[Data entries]
+ + +

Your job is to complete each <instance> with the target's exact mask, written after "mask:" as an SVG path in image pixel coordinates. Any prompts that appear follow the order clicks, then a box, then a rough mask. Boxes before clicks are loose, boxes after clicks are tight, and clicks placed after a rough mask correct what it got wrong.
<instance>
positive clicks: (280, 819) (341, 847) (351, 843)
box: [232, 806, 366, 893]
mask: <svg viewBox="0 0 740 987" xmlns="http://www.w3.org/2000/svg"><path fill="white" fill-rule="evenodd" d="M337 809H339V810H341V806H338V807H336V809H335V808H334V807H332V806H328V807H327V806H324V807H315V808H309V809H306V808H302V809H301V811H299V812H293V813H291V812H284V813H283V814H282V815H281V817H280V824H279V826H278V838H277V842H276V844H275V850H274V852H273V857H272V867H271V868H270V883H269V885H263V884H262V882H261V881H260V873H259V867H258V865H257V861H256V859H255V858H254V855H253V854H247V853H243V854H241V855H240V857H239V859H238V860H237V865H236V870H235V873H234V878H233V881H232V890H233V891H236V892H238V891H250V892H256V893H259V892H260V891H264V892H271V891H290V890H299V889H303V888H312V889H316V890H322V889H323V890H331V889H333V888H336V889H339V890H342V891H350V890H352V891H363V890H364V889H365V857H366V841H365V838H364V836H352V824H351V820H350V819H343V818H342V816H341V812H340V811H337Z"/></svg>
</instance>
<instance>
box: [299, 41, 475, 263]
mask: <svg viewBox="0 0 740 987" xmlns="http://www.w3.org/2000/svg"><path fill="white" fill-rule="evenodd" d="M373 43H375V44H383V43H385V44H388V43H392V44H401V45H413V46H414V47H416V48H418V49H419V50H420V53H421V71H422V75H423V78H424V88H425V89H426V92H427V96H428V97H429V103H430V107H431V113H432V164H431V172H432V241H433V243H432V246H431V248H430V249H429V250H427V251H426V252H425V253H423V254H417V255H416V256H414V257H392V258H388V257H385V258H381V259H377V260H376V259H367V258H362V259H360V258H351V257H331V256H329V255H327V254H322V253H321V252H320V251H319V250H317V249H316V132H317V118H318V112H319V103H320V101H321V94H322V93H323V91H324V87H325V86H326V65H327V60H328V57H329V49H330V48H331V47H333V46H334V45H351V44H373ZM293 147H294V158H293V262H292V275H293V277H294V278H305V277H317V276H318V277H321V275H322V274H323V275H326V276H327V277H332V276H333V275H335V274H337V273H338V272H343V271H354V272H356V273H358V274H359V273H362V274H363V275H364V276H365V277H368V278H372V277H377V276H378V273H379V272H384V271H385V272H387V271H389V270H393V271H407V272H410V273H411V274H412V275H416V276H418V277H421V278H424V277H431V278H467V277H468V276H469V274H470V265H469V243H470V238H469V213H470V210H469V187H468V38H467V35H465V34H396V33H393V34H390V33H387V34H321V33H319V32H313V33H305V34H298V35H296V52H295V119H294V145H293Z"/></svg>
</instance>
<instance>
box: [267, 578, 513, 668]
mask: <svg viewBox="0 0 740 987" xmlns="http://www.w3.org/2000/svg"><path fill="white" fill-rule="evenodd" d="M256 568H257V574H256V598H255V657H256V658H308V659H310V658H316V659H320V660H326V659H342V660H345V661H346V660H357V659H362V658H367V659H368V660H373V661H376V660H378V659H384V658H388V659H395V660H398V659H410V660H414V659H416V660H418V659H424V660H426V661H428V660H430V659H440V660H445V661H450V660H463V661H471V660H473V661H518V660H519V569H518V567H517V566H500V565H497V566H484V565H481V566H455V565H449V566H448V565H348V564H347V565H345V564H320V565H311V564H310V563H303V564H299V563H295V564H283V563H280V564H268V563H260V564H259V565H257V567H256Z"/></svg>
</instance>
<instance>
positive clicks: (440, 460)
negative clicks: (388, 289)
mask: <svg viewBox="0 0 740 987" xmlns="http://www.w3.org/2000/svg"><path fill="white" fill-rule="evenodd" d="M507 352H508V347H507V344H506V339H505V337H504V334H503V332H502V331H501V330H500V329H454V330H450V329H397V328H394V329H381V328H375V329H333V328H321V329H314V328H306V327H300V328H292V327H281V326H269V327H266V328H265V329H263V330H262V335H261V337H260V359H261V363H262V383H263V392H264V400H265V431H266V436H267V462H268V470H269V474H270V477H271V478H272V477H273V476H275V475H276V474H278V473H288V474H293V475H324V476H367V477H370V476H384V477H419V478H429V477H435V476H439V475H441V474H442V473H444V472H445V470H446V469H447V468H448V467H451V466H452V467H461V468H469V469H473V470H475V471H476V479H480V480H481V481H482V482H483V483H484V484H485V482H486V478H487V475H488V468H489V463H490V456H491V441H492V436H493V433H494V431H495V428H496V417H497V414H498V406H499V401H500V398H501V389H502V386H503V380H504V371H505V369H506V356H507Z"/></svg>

+ + +

Description of the task: I'd like an exact copy of the lines above, from the very first one through the line that contains "positive clicks: (280, 819)", with nothing else added.

Answer for this exercise:
Your job is to complete each <instance> with the target's exact mask, written after "mask:" as an SVG path in image pixel coordinates. Any prompts that appear follow the order clicks, then a box, then a rough mask. Boxes before clicks are loose, boxes after clicks are tight, and clicks placed after a rough mask correct what it got wrong.
<instance>
positive clicks: (280, 819) (341, 847) (351, 843)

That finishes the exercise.